-- Task to complete --
Carry none of the pictures over; set down the material below exactly.

<<<<

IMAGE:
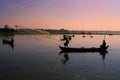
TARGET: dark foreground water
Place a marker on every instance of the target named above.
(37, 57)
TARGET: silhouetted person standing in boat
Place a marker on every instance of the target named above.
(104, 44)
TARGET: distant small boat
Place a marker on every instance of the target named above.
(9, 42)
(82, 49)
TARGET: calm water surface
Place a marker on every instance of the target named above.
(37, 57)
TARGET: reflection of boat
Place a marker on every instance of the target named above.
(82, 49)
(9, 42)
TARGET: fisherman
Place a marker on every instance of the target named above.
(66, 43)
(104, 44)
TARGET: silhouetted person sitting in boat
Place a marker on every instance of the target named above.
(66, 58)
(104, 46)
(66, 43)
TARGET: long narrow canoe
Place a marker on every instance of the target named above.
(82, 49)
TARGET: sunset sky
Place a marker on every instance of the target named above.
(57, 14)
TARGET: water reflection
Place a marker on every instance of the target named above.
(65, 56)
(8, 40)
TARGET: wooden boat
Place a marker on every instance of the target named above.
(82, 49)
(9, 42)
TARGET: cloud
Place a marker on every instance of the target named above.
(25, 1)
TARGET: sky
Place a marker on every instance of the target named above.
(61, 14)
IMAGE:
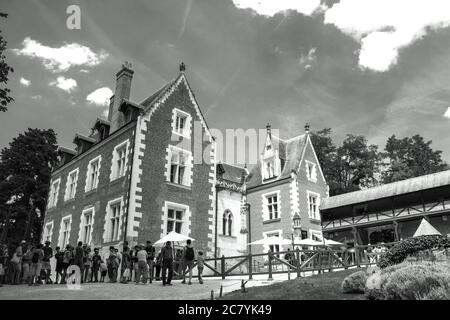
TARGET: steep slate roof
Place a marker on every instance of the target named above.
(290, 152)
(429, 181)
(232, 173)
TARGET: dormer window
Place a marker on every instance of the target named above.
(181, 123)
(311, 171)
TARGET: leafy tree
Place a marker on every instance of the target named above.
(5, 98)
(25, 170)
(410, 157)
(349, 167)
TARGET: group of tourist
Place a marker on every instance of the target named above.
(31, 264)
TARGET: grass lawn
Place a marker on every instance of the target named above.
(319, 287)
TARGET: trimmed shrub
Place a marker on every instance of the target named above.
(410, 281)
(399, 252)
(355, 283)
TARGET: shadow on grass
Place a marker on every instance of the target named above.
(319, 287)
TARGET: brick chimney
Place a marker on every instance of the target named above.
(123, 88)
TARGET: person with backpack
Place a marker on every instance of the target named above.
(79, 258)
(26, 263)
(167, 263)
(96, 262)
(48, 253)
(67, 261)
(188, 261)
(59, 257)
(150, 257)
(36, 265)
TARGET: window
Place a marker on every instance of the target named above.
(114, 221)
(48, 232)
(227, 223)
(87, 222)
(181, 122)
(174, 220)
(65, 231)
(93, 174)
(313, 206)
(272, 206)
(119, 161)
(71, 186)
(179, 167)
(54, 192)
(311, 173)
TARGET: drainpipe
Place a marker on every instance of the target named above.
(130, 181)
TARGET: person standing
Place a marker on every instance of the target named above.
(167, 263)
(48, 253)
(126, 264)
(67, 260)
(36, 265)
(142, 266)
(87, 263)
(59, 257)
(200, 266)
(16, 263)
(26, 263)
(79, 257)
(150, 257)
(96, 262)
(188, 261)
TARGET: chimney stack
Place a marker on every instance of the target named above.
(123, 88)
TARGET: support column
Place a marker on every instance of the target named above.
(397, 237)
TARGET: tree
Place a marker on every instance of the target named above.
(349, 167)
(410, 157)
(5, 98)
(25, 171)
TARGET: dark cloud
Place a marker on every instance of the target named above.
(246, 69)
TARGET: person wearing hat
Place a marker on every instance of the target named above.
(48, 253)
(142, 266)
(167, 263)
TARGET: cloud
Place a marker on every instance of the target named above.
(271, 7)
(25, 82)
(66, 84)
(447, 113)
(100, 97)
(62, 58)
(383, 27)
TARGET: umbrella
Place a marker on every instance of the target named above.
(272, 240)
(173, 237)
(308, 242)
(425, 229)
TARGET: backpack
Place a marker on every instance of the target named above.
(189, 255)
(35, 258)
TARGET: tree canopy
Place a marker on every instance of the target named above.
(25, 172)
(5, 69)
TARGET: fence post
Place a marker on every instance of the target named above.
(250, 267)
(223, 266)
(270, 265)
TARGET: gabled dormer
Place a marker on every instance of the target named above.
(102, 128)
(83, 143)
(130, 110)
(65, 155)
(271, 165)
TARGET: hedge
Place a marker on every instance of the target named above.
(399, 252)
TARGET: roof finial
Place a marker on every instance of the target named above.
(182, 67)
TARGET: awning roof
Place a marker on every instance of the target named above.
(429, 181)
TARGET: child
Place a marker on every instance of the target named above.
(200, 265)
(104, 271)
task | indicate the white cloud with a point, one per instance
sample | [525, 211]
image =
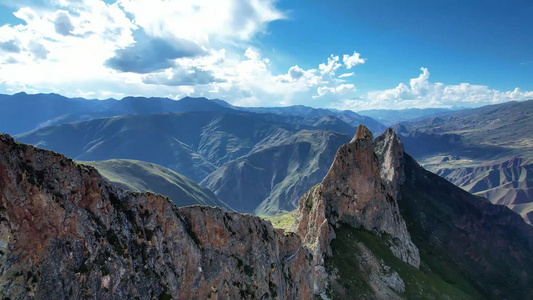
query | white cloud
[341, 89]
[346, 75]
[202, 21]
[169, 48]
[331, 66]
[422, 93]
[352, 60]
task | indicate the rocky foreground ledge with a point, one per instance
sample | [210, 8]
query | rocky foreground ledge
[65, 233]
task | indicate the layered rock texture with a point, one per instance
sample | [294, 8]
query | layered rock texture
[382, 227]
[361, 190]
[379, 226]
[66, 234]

>>>>

-- Result of the task --
IMAGE:
TARGET: dark foreground water
Place a marker on every instance of the target named above.
(37, 57)
TARGET: silhouetted person standing in boat
Place a marker on every instance of the target named above.
(104, 44)
TARGET: distant small boat
Place a marker on every instance of the target named above.
(9, 42)
(82, 49)
TARGET: calm water surface
Place a marker on every instance of the target named above.
(37, 57)
TARGET: reflection of boat
Place a marker on every instance of the target named above.
(82, 49)
(9, 42)
TARGET: fisherman
Place a marker on every instance of the target named above.
(66, 43)
(104, 44)
TARGET: silhouetted person sitting in boat
Place a marker on every instance of the target named above.
(66, 58)
(104, 46)
(66, 43)
TARGET: long narrow canoe
Place a marker on every instance of the target named above.
(82, 49)
TARGET: sunset sky
Place a marker on every instance of the target named above.
(57, 14)
TARGET: water reflection
Place a marker on every instance of the target named above.
(65, 56)
(8, 40)
TARGET: wooden boat
Place a marker on every instance of the target named above.
(82, 49)
(9, 42)
TARGET: cloud
Place a marker on every instance of the target named above.
(25, 1)
TARGET: sky
Place a marker on every instance of the target named above.
(61, 14)
IMAGE:
TARGET: steep slate roof
Place a marker on every instance of the target named above.
(290, 152)
(429, 181)
(232, 173)
TARGET: dormer window
Place a marker on every instance of the target named above.
(181, 123)
(311, 171)
TARGET: leafy tree
Place a marker on every instance of the target named above.
(5, 98)
(25, 170)
(410, 157)
(349, 167)
TARGET: group of tourist
Place a marker on every instance of the target named above.
(31, 264)
TARGET: grass lawn
Place a marker on every instance of the target named above.
(319, 287)
TARGET: trimmed shrub
Place a marker on every instance of the target named above.
(410, 281)
(399, 252)
(355, 283)
TARGET: shadow on grass
Place a marker on every instance of the target named above.
(319, 287)
TARGET: brick chimney
Place a marker on every instance of the target named above.
(123, 88)
TARGET: person with backpack
Place a marker on every instance of the target named above.
(79, 258)
(26, 263)
(167, 263)
(96, 262)
(48, 253)
(67, 261)
(188, 261)
(59, 257)
(150, 257)
(36, 265)
TARGET: window
Place a marker on every instance of the target named above.
(114, 221)
(48, 232)
(227, 223)
(87, 222)
(181, 122)
(174, 220)
(65, 231)
(93, 174)
(313, 206)
(272, 206)
(119, 161)
(71, 186)
(179, 167)
(54, 192)
(311, 173)
TARGET: drainpipe
Place a marker on every instance of the target named above.
(130, 181)
TARGET: person standing
Place a marker on every instance of the target named above.
(167, 263)
(48, 253)
(126, 264)
(67, 260)
(36, 265)
(142, 266)
(87, 263)
(59, 257)
(200, 266)
(16, 263)
(26, 263)
(79, 257)
(150, 257)
(96, 262)
(188, 261)
TARGET: chimney stack
Place a marker on every instance of the target named above.
(123, 88)
TARGET: support column
Place a marker on every instance of the target named above.
(397, 237)
TARGET: tree
Place a marker on every instance of the target named above.
(349, 167)
(410, 157)
(5, 98)
(25, 171)
TARGET: dark cloud
Place a marker on every instance of the target named above.
(246, 69)
TARGET: person wearing hat
Place a marker on every instance of the target named above.
(48, 253)
(142, 266)
(167, 263)
TARGET: cloud
Place a marker on every instance of the target named above.
(271, 7)
(25, 82)
(66, 84)
(447, 113)
(100, 97)
(62, 58)
(383, 27)
TARGET: umbrella
Place a marker on every instance of the target named above.
(272, 240)
(173, 237)
(308, 242)
(425, 229)
TARGET: backpack
Place a marker on every instance of the target named above.
(189, 255)
(35, 258)
TARGET: tree canopy
Place a marker on every instance of the target named above.
(25, 172)
(5, 69)
TARGET: fence post
Place a marker on every instance of the target named above.
(250, 267)
(223, 266)
(270, 265)
TARGET: gabled dormer
Place a marker on every instance of the target named above.
(102, 128)
(83, 143)
(130, 110)
(65, 155)
(271, 165)
TARGET: hedge
Place a marker on every instance of the target named above.
(399, 252)
TARGET: roof finial
Place a marker on every instance of the target named above.
(182, 67)
TARGET: awning roof
Place a marker on every instance of the target named above.
(429, 181)
TARGET: child
Place a marker on every instance of the target named above.
(200, 265)
(104, 271)
task | indicate the white cloud with a point, one per instance
sample | [525, 211]
image =
query | white cloud
[341, 89]
[346, 75]
[202, 21]
[169, 48]
[331, 66]
[422, 93]
[352, 60]
task | indicate the rocky foreground ledge with a point, one per instance
sample | [210, 8]
query | rocky foreground ledge
[65, 233]
task | indicate the layered rock texture with a point, one per instance
sample | [294, 8]
query | layered rock texture
[382, 227]
[361, 190]
[379, 226]
[66, 234]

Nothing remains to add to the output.